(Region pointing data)
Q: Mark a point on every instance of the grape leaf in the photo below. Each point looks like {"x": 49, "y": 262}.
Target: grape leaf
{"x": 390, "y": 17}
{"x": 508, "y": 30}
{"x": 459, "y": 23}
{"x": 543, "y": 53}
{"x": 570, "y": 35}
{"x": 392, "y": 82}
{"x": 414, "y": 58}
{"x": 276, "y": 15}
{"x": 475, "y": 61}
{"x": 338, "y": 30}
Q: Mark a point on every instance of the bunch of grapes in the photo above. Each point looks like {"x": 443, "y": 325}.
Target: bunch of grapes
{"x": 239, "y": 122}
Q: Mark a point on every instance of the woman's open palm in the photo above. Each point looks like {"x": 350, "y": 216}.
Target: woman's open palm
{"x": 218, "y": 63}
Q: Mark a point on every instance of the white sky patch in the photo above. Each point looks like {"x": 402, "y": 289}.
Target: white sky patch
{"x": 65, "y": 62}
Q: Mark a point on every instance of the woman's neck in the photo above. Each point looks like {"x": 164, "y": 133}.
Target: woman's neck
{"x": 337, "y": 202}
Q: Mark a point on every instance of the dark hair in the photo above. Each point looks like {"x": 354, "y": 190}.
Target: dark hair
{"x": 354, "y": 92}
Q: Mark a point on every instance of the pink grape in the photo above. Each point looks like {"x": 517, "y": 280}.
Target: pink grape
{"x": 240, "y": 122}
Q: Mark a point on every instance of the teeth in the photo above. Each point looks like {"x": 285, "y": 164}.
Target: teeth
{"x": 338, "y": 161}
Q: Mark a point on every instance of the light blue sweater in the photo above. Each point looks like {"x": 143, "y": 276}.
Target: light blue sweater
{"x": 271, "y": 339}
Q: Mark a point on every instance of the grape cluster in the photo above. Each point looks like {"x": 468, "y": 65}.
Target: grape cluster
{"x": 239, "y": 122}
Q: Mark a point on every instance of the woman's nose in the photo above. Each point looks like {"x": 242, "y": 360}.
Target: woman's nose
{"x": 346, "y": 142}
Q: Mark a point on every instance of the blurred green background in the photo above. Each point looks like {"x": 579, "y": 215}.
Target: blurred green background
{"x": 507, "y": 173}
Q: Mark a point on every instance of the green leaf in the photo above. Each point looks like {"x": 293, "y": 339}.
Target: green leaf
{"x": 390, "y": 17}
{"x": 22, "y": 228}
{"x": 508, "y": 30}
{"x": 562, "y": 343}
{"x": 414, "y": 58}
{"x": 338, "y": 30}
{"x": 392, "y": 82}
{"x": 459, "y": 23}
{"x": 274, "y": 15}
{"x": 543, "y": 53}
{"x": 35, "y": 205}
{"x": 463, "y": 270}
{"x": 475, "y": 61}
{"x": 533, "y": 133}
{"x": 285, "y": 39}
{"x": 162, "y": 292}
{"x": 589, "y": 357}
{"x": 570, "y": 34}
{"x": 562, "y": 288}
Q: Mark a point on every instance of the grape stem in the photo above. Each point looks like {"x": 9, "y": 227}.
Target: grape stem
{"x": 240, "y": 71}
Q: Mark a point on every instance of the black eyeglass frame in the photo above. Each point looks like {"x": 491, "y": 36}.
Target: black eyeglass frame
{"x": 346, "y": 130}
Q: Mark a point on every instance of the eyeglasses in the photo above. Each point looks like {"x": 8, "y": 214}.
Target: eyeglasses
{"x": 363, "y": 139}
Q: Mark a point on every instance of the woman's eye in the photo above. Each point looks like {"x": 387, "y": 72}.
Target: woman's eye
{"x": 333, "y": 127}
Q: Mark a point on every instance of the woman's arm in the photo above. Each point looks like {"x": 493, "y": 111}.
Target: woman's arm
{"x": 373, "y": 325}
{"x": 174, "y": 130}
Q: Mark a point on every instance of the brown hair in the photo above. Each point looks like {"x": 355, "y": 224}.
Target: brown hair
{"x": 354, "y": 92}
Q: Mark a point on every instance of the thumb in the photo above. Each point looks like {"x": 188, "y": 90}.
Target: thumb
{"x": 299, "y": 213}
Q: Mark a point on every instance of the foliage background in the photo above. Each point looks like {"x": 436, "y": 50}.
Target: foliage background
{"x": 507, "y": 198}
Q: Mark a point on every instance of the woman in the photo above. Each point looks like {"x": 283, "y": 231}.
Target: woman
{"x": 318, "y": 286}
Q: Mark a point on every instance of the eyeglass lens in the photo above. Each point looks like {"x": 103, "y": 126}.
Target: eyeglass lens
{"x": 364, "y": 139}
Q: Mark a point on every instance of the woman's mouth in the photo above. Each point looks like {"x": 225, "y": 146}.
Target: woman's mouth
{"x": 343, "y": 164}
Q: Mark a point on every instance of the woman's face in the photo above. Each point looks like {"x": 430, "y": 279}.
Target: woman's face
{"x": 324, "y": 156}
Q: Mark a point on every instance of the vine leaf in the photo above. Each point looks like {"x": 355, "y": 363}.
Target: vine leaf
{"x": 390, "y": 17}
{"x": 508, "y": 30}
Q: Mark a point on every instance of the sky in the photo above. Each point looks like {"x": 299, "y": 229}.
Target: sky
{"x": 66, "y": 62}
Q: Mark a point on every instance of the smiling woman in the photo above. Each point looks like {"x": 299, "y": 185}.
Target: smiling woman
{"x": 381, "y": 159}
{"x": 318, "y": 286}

** PROBLEM TO WORK ON **
An accurate, complete transcription of the records above is needed.

** FINISHED EXERCISE **
Q: Mark a point on every instance of the grape leaf in the photo below. Each point looks like {"x": 49, "y": 262}.
Target: grape leaf
{"x": 390, "y": 17}
{"x": 508, "y": 30}
{"x": 459, "y": 23}
{"x": 543, "y": 53}
{"x": 570, "y": 35}
{"x": 392, "y": 82}
{"x": 414, "y": 58}
{"x": 276, "y": 15}
{"x": 475, "y": 61}
{"x": 338, "y": 30}
Q: Mark a point on every instance of the bunch of grapes in the photo above. Each point looks like {"x": 443, "y": 325}.
Target: bunch of grapes
{"x": 239, "y": 122}
Q: Mark a point on every instance of the woman's open palm in the photo above. Each point looks like {"x": 350, "y": 216}.
Target: woman's open palm
{"x": 218, "y": 63}
Q: Mark a point on every instance of the white sky patch in the photo above. Each point looks like {"x": 402, "y": 289}.
Target: white sky patch
{"x": 65, "y": 62}
Q: Mark a point on every instance of the woman's neck in the photo above. Each point looks like {"x": 164, "y": 133}.
Target: woman's neck
{"x": 337, "y": 202}
Q: Mark a point on every instance of the dark hair in the photo above. Each point looks like {"x": 354, "y": 190}.
Target: dark hair
{"x": 354, "y": 92}
Q: Mark a point on every instance of the pink grape in the photo above. Each point looks like {"x": 517, "y": 280}.
Target: pink grape
{"x": 240, "y": 122}
Q: Mark a point on every instance of the teeth in the photo above. Each point looks like {"x": 285, "y": 164}.
Target: teeth
{"x": 338, "y": 161}
Q: Mark a point on every instance of the light blue sweater in the photo above. Each point looks like {"x": 143, "y": 276}.
Target: light blue sweater
{"x": 271, "y": 339}
Q: Mark a point on every instance of the grape cluster in the photo above. Each point looks like {"x": 468, "y": 65}.
Target: grape cluster
{"x": 239, "y": 122}
Q: Mark a point on every instance of the woman's nose in the photo above. Each point looks like {"x": 242, "y": 360}.
Target: woman's nose
{"x": 346, "y": 142}
Q: Mark a point on every instance of the blurred green background in the photo above. Each point looks like {"x": 579, "y": 215}.
Target: blurred green background
{"x": 507, "y": 173}
Q: Mark a point on every instance of the green leaf in the photo above. Each point looks like {"x": 293, "y": 339}.
Target: green leaf
{"x": 390, "y": 17}
{"x": 22, "y": 228}
{"x": 508, "y": 30}
{"x": 562, "y": 343}
{"x": 414, "y": 58}
{"x": 338, "y": 30}
{"x": 392, "y": 82}
{"x": 459, "y": 23}
{"x": 274, "y": 15}
{"x": 543, "y": 53}
{"x": 35, "y": 205}
{"x": 463, "y": 270}
{"x": 475, "y": 61}
{"x": 533, "y": 133}
{"x": 285, "y": 39}
{"x": 162, "y": 292}
{"x": 589, "y": 357}
{"x": 570, "y": 34}
{"x": 562, "y": 288}
Q: Mark a point on every instance of the grape stem in the photo above. Each point looks like {"x": 9, "y": 227}.
Target: grape stem
{"x": 240, "y": 71}
Q: Mark a point on every instance of the black eyeglass frame in the photo above. Each point looks like {"x": 491, "y": 36}.
Target: black eyeglass frame
{"x": 346, "y": 130}
Q: Mark a point on every instance of the eyeglasses in the photo above. Each point looks like {"x": 8, "y": 214}.
Target: eyeglasses
{"x": 363, "y": 139}
Q: Mark a point on every instance of the woman's eye in the photo above. Each point looks like {"x": 387, "y": 72}.
Target: woman's eye
{"x": 333, "y": 127}
Q: Mark a point on every instance of the woman's arm in the photo above. Each point looks like {"x": 493, "y": 111}.
Target: woman's arm
{"x": 373, "y": 325}
{"x": 174, "y": 130}
Q: Mark a point on every instance of the brown hair in the photo above. Each point looks like {"x": 355, "y": 224}.
Target: brown hair
{"x": 354, "y": 92}
Q: Mark a point on every instance of the thumb in the photo above. Each point looks like {"x": 188, "y": 90}.
Target: thumb
{"x": 299, "y": 213}
Q: Mark a point on every instance of the foliage background in the photo above. Each point looks like {"x": 436, "y": 50}.
Target: foliage background
{"x": 507, "y": 198}
Q: Mark a point on every instance of the woman in the photo above. Each point looks like {"x": 283, "y": 231}.
Target: woman
{"x": 318, "y": 286}
Q: Mark a point on every instance of the eyeglass lens in the photo above. Each point looks like {"x": 103, "y": 126}.
Target: eyeglass lens
{"x": 364, "y": 139}
Q: Mark a point on every instance of the woman's mouth in the photo above. Each point looks like {"x": 225, "y": 146}.
Target: woman's mouth
{"x": 343, "y": 164}
Q: Mark a point on every instance of the woman's face in the photo above. Each point looks like {"x": 430, "y": 279}.
Target: woman's face
{"x": 324, "y": 156}
Q: Mark a point on every instance of the vine leaf in the photo above. Each point looks like {"x": 355, "y": 363}.
Target: vine leaf
{"x": 390, "y": 17}
{"x": 508, "y": 30}
Q: Mark a point on every instance of the sky in the photo above. Each point looks like {"x": 299, "y": 229}.
Target: sky
{"x": 66, "y": 62}
Q: Mark a point on every instance of the smiling woman in the photo above. Each point looks like {"x": 299, "y": 185}.
Target: smiling woman
{"x": 381, "y": 159}
{"x": 318, "y": 286}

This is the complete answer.